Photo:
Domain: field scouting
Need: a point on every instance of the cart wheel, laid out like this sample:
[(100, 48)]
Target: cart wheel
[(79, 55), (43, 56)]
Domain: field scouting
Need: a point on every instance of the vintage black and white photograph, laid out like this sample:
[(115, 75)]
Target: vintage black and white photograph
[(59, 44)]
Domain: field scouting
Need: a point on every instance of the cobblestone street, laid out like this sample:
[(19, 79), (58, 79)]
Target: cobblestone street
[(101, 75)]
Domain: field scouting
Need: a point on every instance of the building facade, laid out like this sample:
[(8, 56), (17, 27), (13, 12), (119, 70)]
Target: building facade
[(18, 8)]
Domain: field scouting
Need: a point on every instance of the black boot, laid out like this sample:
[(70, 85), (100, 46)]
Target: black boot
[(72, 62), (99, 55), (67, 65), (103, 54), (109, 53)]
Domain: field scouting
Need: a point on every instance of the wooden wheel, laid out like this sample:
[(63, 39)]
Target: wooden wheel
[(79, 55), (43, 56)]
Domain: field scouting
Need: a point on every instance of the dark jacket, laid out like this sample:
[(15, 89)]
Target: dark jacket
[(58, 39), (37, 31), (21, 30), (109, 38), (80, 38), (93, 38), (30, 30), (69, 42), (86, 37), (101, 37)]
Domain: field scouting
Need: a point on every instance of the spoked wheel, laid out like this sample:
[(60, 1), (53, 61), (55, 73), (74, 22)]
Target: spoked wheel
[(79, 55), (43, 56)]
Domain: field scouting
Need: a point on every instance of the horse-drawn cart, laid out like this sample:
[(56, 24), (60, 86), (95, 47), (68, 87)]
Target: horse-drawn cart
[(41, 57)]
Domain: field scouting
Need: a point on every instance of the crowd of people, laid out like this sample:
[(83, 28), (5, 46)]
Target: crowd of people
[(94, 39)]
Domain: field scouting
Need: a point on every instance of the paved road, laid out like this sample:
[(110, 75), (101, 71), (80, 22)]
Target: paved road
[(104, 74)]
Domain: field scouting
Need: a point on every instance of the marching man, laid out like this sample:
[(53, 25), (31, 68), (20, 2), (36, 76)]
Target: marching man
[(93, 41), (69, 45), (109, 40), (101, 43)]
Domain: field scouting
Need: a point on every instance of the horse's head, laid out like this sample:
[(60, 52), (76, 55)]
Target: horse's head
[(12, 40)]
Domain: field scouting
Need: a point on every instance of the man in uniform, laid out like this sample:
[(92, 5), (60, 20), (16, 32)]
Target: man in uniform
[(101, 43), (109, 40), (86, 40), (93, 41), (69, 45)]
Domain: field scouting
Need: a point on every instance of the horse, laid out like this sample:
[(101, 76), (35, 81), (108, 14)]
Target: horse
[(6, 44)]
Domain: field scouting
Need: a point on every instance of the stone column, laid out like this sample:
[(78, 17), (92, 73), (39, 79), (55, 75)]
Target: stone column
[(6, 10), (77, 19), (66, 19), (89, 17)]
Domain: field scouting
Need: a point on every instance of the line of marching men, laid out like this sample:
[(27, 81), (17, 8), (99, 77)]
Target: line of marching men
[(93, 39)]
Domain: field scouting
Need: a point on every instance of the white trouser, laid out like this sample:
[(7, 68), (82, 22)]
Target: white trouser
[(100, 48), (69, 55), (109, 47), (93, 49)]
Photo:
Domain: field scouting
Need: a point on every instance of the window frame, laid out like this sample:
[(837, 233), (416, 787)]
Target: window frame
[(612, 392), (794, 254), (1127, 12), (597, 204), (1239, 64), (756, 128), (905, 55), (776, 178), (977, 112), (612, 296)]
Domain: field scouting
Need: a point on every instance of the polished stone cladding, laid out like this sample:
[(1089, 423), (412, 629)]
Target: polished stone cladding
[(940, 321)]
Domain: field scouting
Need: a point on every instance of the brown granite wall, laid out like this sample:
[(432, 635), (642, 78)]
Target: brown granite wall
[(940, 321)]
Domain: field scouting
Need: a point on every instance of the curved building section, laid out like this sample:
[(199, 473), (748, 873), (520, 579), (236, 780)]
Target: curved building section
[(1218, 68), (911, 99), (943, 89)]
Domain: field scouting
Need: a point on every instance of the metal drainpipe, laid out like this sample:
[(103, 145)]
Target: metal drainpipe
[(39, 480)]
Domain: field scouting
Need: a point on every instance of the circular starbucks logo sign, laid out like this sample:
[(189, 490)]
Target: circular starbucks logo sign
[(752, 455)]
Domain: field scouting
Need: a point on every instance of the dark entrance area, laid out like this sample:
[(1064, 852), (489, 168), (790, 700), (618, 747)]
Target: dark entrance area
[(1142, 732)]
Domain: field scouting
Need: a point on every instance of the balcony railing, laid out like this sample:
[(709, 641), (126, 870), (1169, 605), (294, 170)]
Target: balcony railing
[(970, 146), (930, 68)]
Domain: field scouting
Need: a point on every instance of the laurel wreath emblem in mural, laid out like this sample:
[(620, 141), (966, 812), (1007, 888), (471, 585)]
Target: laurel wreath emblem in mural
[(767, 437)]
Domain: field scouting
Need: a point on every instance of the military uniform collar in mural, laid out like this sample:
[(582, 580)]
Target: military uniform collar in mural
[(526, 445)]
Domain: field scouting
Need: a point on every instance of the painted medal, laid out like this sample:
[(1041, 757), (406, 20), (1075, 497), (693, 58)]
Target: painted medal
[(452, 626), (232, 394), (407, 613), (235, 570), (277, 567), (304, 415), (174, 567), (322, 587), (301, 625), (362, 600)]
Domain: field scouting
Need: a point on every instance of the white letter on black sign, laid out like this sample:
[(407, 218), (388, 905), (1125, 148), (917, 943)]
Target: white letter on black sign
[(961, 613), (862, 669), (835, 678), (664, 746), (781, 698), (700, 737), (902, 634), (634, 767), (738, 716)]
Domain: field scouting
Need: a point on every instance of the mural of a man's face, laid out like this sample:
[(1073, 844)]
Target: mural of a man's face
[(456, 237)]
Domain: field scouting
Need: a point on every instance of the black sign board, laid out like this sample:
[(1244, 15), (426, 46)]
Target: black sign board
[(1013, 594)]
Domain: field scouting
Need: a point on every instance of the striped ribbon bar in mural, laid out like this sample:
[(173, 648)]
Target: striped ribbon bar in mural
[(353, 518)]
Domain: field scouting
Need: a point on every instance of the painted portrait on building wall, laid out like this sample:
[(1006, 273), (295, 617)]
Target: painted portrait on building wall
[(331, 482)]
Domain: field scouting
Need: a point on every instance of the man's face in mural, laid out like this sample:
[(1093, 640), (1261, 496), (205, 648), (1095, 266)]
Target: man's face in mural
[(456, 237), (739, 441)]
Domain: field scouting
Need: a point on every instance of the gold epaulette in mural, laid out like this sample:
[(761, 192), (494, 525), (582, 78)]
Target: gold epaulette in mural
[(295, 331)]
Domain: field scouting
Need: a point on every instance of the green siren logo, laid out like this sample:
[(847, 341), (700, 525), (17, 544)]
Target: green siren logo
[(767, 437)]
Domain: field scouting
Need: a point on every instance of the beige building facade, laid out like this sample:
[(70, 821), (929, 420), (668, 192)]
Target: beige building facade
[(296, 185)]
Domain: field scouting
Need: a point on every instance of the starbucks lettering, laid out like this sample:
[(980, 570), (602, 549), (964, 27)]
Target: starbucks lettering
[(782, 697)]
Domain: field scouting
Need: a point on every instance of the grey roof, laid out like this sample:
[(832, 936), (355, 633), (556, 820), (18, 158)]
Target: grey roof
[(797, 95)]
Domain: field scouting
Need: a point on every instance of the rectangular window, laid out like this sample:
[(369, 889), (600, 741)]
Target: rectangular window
-=-=-
▸ **Written problem**: Reproduce every record, matching each line exactly.

▸ **Output for this task**:
Photo:
Domain: field scouting
Need: a point on every instance of the cart wheel, laid out like this sample:
[(100, 48)]
Target: cart wheel
[(79, 55), (43, 56)]
Domain: field scouting
Need: a point on every instance of the vintage black and white photograph, laid out like this sample:
[(115, 75)]
Target: vintage black and white photograph
[(59, 44)]
Domain: field scouting
Need: a point on every instance of the cobblestone street, laid out like this sample:
[(19, 79), (58, 79)]
Target: cobblestone street
[(101, 75)]
Domain: field scouting
Need: a point on every instance of the building facade, laid out like this sample:
[(8, 56), (17, 27), (13, 12), (119, 70)]
Target: building facade
[(18, 8)]
Domain: field scouting
Need: a point on every instance of the black boot, laid out like this sample:
[(70, 85), (100, 46)]
Target: black boot
[(72, 62), (99, 55), (67, 65), (103, 54), (109, 53)]
Domain: field scouting
Need: a point on every instance of the wooden wheel, laid out like this sample:
[(63, 39)]
Target: wooden wheel
[(79, 55), (43, 56)]
Domain: field scouting
Need: a point on every instance of the dark jacket, laid out like this sample:
[(15, 89)]
Target: dark jacket
[(58, 39), (37, 31), (21, 30), (109, 38), (80, 38), (93, 38), (30, 30), (69, 42), (86, 37), (101, 37)]
Domain: field scouting
Need: a point on every instance of the spoked wheel, laid out like this sample:
[(60, 1), (53, 61), (55, 73), (74, 22)]
Target: spoked wheel
[(79, 55), (43, 56)]
Domain: field scouting
Need: a point on every instance of the horse-drawn cart, laid out like this sample:
[(56, 24), (60, 86), (95, 47), (68, 87)]
Target: horse-drawn cart
[(41, 57)]
Domain: field scouting
Need: a point on every instance of the crowd of people, laid out like this sample:
[(83, 28), (5, 46)]
Target: crowd of people
[(94, 39)]
Domain: field scouting
Need: a point on every instance of the paved road, laid out like this sample:
[(110, 75), (101, 71), (80, 22)]
Target: paved road
[(104, 74)]
Domain: field scouting
Need: a point on every instance of the marching man, laid out like this sample:
[(53, 25), (31, 68), (20, 2), (36, 76)]
Target: marching man
[(93, 41), (69, 45), (109, 40), (101, 43)]
Domain: field scouting
Need: a point on every instance of the horse's head, laid out like this sample:
[(60, 52), (76, 55)]
Target: horse's head
[(12, 40)]
Domain: field scouting
Need: a point on every instance of the man in uniform, laid out like this sample:
[(92, 5), (60, 20), (16, 32)]
Target: man in uniform
[(101, 43), (109, 40), (86, 40), (93, 41), (69, 45)]
Domain: field scouting
Need: a point on every instance of the horse, laid out like this sample:
[(101, 76), (35, 81), (108, 14)]
Target: horse
[(6, 44)]
Domain: field scouting
Need: a point on every instance of the stone column, laid out like this sample:
[(78, 17), (92, 73), (39, 79), (55, 75)]
Target: stone column
[(6, 10), (77, 19), (66, 19), (89, 17)]
Domain: field scouting
Need: a point on every instance of the line of marching men, laid out like this sample:
[(27, 81), (17, 8), (99, 77)]
Target: line of marching men
[(93, 39)]
Domain: field scouting
Need: a point on every instance of the white trouser, laid out like this sample:
[(7, 68), (82, 22)]
Target: white trouser
[(100, 48), (69, 55), (109, 47), (93, 49)]
Photo:
Domain: field scouting
Need: a point on every instance of the window frame, laid out like this sample:
[(837, 233), (416, 787)]
Target: window frame
[(612, 392), (794, 254), (1127, 12), (597, 204), (1239, 64), (756, 128), (905, 55), (776, 178), (977, 112), (612, 296)]
Domain: field scouting
Need: a point on every instance of the polished stone cladding, laid out like this sample:
[(1089, 423), (412, 629)]
Target: polished stone cladding
[(940, 321)]
Domain: field scouting
Need: a point on every instance of the brown granite wall, laid out like this sample:
[(432, 635), (642, 78)]
Target: brown granite wall
[(940, 321)]
Domain: field scouting
Need: a point on every instance of the curved building section, laid out like this sample:
[(199, 473), (748, 873), (520, 579), (236, 780)]
Target: curved building section
[(1218, 68), (911, 99), (943, 89)]
Domain: field scouting
Need: a point on every instance of the metal drainpipe, laid out like this sample:
[(103, 145)]
Target: metal drainpipe
[(39, 480)]
Domain: field scouting
Need: a point on every instance of the circular starbucks logo sign, laid out like this sample:
[(189, 490)]
Target: circular starbucks logo sign
[(752, 455)]
Domain: field scouting
Need: a point on every instance of the dark entrance area, laid out like this sample:
[(1064, 852), (489, 168), (790, 700), (618, 747)]
Target: dark entrance area
[(1142, 732)]
Domain: field scouting
Need: a point on every instance of the balcony railing, laid out like this sample:
[(709, 641), (126, 870), (1169, 605), (294, 170)]
Target: balcony railing
[(970, 146), (930, 68)]
Domain: field scouting
Need: a point on every instance of the laurel wreath emblem in mural, laid out like this sample:
[(620, 141), (966, 812), (1007, 888), (471, 585)]
Target: laurel wreath emblem in mural
[(767, 437)]
Domain: field scouting
Need: a point on every instance of the military uniform collar in mural, laid out like this sample:
[(582, 580)]
Target: military uniform collar in mural
[(526, 445)]
Domain: field scouting
Need: a point on every instance of the painted medal, laid out like this sample:
[(1041, 757), (406, 20), (1075, 497), (693, 58)]
Target: painted medal
[(452, 626), (232, 394), (407, 613), (235, 570), (277, 567), (304, 415), (174, 567), (322, 587), (301, 625), (362, 600)]
Domain: field scouting
Need: a point on every instance of the white letter on black sign, laid out like this sample:
[(407, 218), (388, 905), (1125, 148), (917, 943)]
Target: white letter on black sign
[(961, 613), (862, 669), (835, 678), (664, 746), (781, 698), (700, 737), (902, 634), (634, 767), (738, 716)]
Domain: field scouting
Need: a point on every instance of the mural of a man's face, laid out like this sample:
[(1073, 844)]
Target: mural of a man's face
[(456, 237)]
Domain: field scouting
Need: a point on every instance of the black sign board, laid out like this sample:
[(1244, 15), (426, 46)]
Target: black sign board
[(1013, 594)]
Domain: field scouting
Need: a point on every instance of the striped ribbon bar in mural, laid out like this sample:
[(173, 648)]
Target: striped ribbon bar in mural
[(353, 518)]
Domain: field scouting
Need: a point on every instance of the painted portrait on building wall, laid out like this sample:
[(1006, 273), (295, 617)]
Target: painted portrait on building wall
[(331, 482)]
Domain: field scouting
Need: a point on every instance of the man's face in mural, laid out like this sample:
[(1093, 640), (1261, 496), (205, 648), (1095, 266)]
Target: man's face in mural
[(456, 237), (739, 441)]
Domain: field scouting
Need: a point on every instance of the gold epaulette in mural, laid out like this sample:
[(761, 192), (494, 525), (582, 78)]
Target: gold epaulette in mural
[(295, 331)]
Domain: field scouting
Need: a point on every instance of the green siren logo, laid out like this sample:
[(847, 341), (700, 525), (17, 544)]
Target: green siren logo
[(767, 437)]
Domain: field scouting
Need: a point on every instance of the beige building facade, laid out like this sample:
[(70, 821), (929, 420), (668, 192)]
Target: beige building facade
[(296, 185)]
Domain: field scouting
Need: a point on every instance of the starbucks lettering, laid out like this sample:
[(980, 570), (602, 549), (964, 27)]
Target: starbucks lettering
[(782, 697)]
Domain: field scouting
Need: a point on every instance of the grey roof, laid out like this sample:
[(832, 936), (355, 633), (556, 820), (18, 158)]
Target: grey roof
[(797, 95)]
Domain: field scouting
Need: a point on every instance of the rectangular window, laid out like this sample:
[(369, 889), (600, 741)]
Target: rectangular window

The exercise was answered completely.